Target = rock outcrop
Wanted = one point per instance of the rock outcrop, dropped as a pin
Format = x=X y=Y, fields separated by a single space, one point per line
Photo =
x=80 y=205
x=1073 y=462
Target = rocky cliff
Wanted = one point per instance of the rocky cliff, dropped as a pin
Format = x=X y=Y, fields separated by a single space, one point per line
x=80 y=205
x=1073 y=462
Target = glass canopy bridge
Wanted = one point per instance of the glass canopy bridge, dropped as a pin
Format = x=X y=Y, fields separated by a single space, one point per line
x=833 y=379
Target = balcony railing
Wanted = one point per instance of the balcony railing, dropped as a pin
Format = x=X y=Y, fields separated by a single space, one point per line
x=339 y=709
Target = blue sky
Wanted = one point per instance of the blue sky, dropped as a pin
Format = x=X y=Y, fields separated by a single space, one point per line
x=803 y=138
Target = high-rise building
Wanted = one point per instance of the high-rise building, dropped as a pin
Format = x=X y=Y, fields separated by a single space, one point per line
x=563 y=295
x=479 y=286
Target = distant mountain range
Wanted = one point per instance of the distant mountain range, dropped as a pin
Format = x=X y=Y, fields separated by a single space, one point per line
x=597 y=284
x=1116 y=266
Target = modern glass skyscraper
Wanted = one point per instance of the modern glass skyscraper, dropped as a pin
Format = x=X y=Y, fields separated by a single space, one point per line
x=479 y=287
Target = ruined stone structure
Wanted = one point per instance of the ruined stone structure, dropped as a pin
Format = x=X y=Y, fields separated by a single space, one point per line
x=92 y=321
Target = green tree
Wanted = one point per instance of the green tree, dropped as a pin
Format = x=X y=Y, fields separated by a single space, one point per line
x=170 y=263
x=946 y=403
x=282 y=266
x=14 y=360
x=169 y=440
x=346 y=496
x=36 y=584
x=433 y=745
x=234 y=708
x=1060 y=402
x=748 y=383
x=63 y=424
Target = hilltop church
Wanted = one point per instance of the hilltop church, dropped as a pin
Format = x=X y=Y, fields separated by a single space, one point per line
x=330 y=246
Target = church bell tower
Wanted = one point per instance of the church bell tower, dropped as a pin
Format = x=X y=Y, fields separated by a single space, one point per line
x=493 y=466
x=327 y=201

__EXERCISE PROMPT__
Would you print all of the entries exactly as they stand?

__ANSWER BELOW__
Target = rock outcrop
Wanted = one point per instance of the rock outcrop, dropped as a pin
Format = x=X y=Y, fields separated by a single space, one point per line
Photo =
x=80 y=205
x=1073 y=462
Target = rocky cliff
Wanted = one point per instance of the rocky cliff, dropped as a pin
Format = x=X y=Y, fields separated by a single space, one point per line
x=80 y=205
x=1073 y=462
Target = glass canopy bridge
Wanted = one point per instance of the glass canopy bridge, dropped as a pin
Format = x=X y=Y, fields separated by a single space, one point per line
x=833 y=379
Target = balcony railing
Wanted = one point per instance of the balcony railing, dropped as a pin
Format = x=X y=Y, fields separated by a single space, one point per line
x=339 y=709
Target = blue sky
Wanted = one point per instance of the blue sky, dropped as a pin
Format = x=X y=Y, fields separated by a single space, one point per line
x=803 y=138
Target = high-rise building
Wanted = one point per instance of the high-rise building, dropped as a pin
Format = x=X y=Y, fields separated by a single space, one point per line
x=563 y=295
x=479 y=286
Target = distant mountain range
Wanted = one point per instance of the distant mountain range, dropped as a pin
Format = x=X y=Y, fields separated by a single space, one point per line
x=597 y=284
x=1116 y=266
Target = modern glass skyscraper
Wanted = one point per instance of the modern glass skyscraper, dropped as a pin
Format = x=X y=Y, fields separated by a single space, one point per line
x=479 y=287
Target = ruined stone structure
Wanted = one point per instance of the ruined stone structure, dropped as a pin
Format = x=X y=Y, fields separated by a single space, one point per line
x=92 y=321
Target = green tree
Wanted = one point per instance of the green tree, dropped as a pin
Format = x=X y=Y, fields separated by a single space, one point per line
x=170 y=263
x=946 y=403
x=282 y=266
x=14 y=360
x=169 y=440
x=346 y=496
x=36 y=584
x=433 y=745
x=234 y=708
x=1060 y=402
x=748 y=383
x=63 y=424
Target = hilltop church
Wanted = one point per instance of the hilltop church, dropped as a pin
Format = x=X y=Y, fields separated by a single space, one point per line
x=330 y=246
Target = church bell tower
Wanted = one point per instance of the church bell tower, dropped as a pin
Format = x=X y=Y, fields separated by a single space, one point per line
x=493 y=466
x=327 y=201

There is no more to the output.